======== Exercise material

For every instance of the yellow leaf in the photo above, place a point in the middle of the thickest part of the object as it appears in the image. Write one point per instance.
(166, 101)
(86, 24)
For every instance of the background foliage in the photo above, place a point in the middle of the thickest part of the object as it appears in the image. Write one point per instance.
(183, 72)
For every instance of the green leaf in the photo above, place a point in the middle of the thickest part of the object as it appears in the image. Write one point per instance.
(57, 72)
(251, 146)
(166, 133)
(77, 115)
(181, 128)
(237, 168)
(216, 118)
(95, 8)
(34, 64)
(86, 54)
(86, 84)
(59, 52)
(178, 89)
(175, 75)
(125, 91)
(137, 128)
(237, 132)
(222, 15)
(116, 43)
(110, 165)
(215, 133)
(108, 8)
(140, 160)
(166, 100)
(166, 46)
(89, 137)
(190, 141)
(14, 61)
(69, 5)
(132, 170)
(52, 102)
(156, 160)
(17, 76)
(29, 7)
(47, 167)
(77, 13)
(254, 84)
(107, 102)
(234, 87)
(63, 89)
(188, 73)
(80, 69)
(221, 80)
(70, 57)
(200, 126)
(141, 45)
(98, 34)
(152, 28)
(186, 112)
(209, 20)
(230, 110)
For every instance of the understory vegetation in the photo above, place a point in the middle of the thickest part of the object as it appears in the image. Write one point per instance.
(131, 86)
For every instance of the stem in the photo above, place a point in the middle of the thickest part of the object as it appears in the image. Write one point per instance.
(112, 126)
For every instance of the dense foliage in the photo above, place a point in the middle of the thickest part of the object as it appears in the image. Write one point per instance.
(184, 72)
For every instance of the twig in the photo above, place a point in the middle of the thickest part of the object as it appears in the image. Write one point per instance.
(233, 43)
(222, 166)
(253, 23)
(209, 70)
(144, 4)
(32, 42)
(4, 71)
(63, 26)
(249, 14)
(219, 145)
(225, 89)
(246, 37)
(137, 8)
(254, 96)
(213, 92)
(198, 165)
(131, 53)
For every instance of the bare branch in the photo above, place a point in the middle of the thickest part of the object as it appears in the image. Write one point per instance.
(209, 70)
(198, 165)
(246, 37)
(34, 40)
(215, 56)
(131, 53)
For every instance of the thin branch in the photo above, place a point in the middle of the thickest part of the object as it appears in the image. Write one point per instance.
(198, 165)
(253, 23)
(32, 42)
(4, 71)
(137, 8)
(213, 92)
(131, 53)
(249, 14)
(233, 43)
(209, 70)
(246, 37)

================
======== Exercise material

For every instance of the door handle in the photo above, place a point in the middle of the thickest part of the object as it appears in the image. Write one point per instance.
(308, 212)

================

### What needs to be done
State how many lines of the records above contain the word "leaf", and reply with the number alone.

### The reply
2